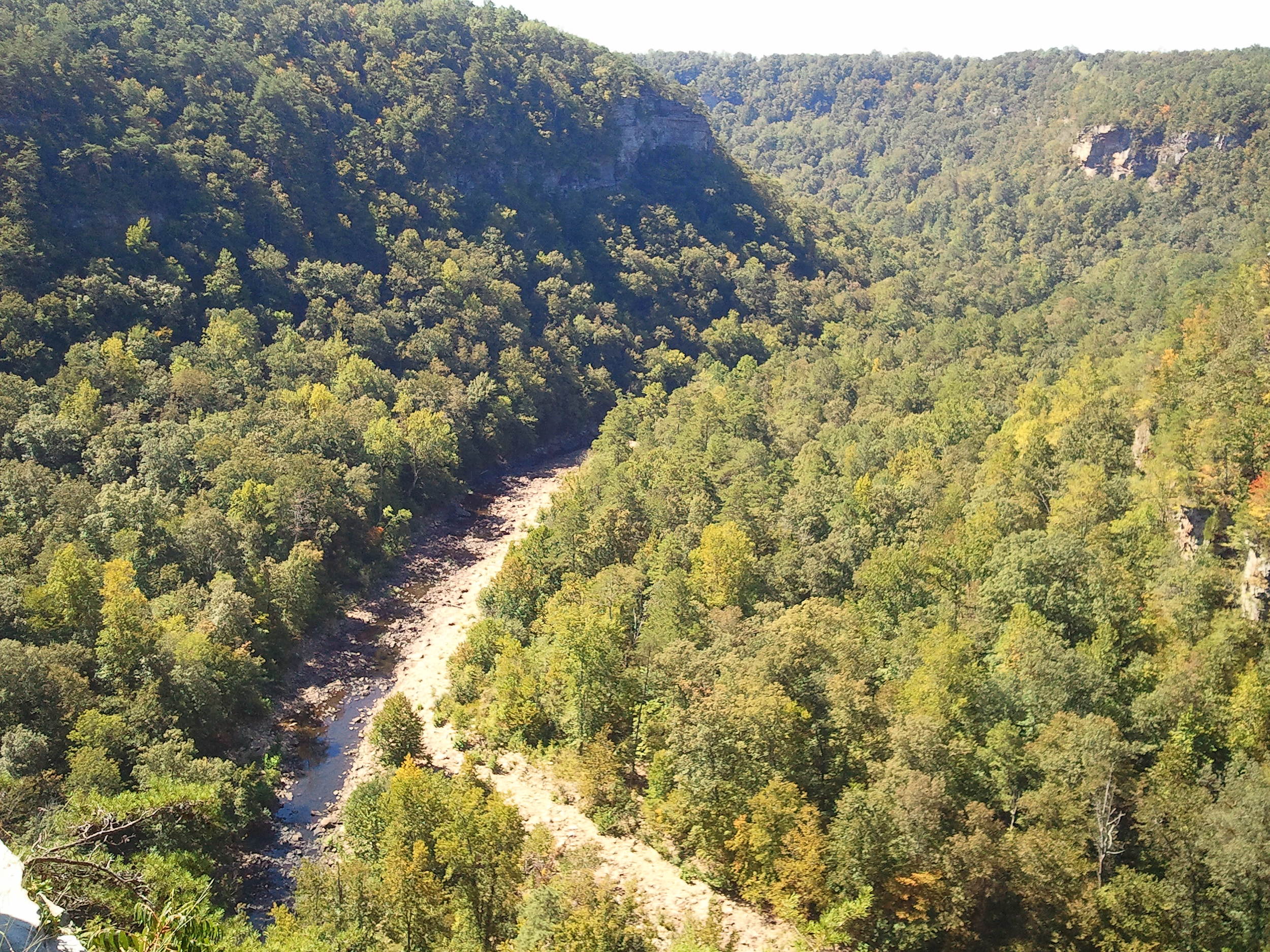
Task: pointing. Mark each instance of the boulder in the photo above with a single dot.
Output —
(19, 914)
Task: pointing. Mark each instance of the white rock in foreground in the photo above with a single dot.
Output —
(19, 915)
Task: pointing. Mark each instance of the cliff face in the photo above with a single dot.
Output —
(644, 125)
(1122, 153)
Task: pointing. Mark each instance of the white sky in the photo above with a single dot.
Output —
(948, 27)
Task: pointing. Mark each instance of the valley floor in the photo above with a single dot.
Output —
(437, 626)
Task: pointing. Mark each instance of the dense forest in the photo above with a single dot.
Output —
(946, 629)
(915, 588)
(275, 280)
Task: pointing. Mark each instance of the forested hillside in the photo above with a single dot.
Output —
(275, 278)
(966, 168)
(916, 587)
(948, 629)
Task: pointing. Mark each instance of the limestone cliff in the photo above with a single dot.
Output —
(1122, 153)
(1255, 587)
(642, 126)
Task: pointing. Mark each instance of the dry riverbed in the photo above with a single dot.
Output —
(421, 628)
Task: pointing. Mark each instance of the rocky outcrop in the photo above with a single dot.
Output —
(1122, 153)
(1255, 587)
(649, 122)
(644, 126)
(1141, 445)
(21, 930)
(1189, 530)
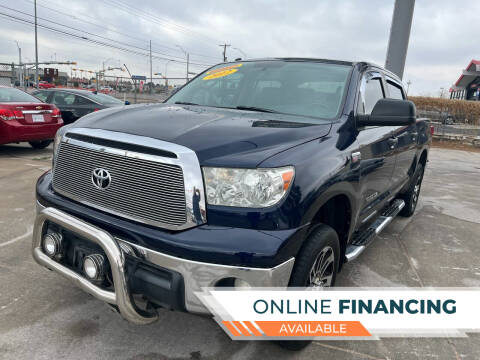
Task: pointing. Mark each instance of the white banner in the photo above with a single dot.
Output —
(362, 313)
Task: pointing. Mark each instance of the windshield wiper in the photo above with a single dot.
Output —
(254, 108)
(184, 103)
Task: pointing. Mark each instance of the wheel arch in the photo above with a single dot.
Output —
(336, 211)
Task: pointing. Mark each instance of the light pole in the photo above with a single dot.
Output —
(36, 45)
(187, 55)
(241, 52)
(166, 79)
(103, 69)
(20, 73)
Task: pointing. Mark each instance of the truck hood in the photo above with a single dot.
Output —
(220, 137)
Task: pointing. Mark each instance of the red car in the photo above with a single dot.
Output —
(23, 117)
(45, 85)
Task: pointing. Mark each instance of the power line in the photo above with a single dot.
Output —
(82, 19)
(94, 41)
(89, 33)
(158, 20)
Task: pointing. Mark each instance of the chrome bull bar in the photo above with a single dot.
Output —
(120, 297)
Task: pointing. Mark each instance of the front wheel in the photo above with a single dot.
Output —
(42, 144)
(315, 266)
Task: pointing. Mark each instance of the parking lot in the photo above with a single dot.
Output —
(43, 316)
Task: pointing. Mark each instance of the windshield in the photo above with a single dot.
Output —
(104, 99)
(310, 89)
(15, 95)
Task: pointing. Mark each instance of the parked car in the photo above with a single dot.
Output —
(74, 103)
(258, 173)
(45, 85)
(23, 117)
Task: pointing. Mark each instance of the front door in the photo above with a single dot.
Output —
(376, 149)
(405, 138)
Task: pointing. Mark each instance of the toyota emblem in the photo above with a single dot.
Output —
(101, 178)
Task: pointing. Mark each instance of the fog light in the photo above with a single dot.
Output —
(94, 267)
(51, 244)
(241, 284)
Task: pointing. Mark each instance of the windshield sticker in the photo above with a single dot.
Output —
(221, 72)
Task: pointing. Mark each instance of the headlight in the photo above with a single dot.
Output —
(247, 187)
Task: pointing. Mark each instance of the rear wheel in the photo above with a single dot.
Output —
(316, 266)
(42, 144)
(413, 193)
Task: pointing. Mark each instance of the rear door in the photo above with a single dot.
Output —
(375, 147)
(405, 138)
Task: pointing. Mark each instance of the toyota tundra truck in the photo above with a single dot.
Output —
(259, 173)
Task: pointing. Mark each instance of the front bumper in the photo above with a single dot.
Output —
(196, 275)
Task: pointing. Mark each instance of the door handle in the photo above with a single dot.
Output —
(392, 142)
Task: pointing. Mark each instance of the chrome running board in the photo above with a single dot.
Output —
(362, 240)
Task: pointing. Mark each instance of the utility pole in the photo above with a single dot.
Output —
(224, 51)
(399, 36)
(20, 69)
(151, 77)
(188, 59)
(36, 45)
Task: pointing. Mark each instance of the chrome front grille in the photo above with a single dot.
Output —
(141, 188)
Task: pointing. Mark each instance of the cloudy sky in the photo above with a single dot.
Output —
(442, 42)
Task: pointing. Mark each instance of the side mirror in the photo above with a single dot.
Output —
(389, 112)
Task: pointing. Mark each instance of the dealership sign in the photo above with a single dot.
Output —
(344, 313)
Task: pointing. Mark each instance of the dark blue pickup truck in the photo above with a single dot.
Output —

▬▬▬

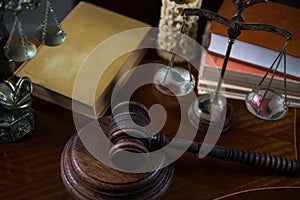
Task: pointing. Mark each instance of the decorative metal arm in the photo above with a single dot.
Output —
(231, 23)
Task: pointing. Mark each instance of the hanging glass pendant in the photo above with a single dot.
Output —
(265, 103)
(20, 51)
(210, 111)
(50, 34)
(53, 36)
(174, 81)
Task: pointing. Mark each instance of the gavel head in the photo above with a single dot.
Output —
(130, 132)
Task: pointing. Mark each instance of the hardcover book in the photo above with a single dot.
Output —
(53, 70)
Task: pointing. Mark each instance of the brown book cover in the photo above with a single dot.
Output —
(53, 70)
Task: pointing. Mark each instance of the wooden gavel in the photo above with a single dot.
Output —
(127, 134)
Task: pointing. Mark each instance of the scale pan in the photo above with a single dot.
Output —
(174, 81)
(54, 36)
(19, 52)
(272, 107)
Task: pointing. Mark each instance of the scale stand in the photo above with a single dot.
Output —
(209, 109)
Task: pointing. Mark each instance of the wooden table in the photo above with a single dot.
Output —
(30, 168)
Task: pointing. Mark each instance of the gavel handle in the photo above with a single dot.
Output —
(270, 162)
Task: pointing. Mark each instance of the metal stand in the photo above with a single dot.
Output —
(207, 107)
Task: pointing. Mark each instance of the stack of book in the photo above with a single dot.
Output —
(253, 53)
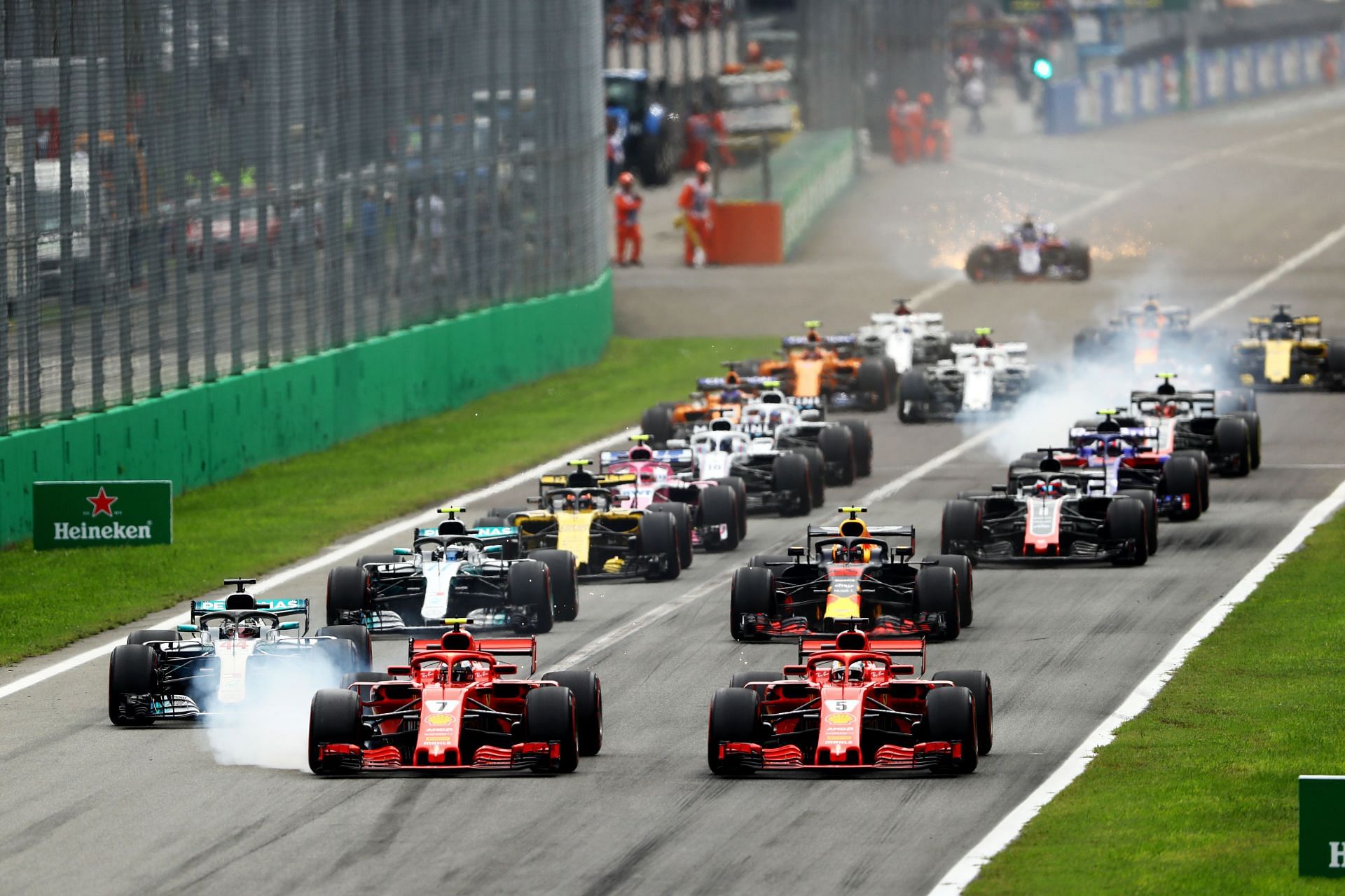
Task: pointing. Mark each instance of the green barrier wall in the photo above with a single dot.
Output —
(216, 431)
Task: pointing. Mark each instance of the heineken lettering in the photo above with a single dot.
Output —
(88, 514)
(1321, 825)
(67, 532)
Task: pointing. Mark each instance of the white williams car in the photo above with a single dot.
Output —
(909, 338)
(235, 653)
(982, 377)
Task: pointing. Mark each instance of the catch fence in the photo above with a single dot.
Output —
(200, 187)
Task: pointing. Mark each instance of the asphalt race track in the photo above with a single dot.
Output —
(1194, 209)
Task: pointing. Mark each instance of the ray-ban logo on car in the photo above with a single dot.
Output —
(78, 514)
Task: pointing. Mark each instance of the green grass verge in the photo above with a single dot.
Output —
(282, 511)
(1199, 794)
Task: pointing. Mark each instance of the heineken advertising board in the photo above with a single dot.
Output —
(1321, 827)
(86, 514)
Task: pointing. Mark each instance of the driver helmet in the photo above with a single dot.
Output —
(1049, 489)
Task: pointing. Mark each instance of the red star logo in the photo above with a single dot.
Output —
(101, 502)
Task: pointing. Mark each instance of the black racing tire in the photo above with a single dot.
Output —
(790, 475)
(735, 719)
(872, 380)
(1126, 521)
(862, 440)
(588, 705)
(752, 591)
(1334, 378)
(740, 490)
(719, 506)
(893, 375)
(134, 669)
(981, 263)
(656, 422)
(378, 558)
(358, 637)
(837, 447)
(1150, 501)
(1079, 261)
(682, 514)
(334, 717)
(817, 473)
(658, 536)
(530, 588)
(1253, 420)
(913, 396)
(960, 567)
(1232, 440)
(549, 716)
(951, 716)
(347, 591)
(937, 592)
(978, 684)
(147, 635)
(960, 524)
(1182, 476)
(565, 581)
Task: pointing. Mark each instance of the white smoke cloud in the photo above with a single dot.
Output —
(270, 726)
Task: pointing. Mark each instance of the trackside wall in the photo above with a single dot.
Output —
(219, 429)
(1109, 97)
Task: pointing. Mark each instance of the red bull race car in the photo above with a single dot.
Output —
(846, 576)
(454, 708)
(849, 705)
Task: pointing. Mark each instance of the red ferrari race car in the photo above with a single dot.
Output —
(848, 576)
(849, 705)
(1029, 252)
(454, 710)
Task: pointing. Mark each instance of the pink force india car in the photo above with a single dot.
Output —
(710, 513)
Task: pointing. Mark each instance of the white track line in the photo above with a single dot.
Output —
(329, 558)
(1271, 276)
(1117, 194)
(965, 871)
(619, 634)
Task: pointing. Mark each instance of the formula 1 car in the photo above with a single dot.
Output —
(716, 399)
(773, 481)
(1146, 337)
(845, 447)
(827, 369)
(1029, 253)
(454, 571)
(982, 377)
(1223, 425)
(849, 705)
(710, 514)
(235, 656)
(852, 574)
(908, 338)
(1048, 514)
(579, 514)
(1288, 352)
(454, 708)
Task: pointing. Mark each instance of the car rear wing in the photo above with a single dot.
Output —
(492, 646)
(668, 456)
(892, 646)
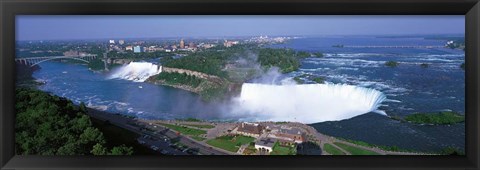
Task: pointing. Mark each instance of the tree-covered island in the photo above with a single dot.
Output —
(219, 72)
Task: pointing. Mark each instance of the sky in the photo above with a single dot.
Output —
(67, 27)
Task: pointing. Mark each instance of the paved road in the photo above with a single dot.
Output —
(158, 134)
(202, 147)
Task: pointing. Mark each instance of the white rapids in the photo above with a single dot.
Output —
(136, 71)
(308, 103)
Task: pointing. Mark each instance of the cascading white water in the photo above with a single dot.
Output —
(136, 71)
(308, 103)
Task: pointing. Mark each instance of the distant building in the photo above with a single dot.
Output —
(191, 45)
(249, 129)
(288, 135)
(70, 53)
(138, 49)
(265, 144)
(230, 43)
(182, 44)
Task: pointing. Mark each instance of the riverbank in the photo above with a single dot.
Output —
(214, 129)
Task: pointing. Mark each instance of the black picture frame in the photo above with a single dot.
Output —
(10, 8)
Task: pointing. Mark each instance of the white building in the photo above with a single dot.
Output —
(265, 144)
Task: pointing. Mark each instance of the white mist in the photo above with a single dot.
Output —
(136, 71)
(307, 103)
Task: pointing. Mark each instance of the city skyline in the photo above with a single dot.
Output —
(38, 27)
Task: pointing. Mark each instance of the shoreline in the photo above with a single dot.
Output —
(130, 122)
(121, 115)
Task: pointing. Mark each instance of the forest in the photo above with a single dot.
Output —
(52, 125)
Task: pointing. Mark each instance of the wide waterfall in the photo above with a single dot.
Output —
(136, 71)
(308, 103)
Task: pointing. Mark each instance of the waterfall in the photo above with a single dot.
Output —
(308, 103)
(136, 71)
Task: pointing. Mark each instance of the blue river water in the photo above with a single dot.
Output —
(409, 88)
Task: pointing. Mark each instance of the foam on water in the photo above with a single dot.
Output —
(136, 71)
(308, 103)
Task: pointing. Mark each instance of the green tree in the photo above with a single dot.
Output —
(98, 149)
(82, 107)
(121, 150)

▬▬▬

Given the entries above, transcribe exactly the lines from the one holding "Task: pointing. Mark each instance of the scale pan" through the one holding "Task: pointing. Mark each instance of the green barrier"; pictures do not belong in the transcription.

* The answer:
Task: pointing. Mark each instance of the scale pan in the photo above with a single dot.
Output —
(174, 81)
(54, 36)
(19, 52)
(272, 107)
Task: pointing. Mark each instance of the scale stand in the photo above with a single dot.
Output —
(209, 109)
Task: pointing. Mark each instance of the wooden table in the photo above with a single dot.
Output —
(30, 168)
Task: pointing. Mark each instance of the gavel handle in the photo above with a single dot.
Output —
(270, 162)
Task: pointing. Mark each instance of the metal stand in the photo above with a single dot.
Output —
(207, 107)
Task: pointing. Mark each instance of the stack of book in the photo above with a single dot.
Output —
(253, 53)
Task: pointing. Mark each instance of the green barrier wall in the photo above with a single dot.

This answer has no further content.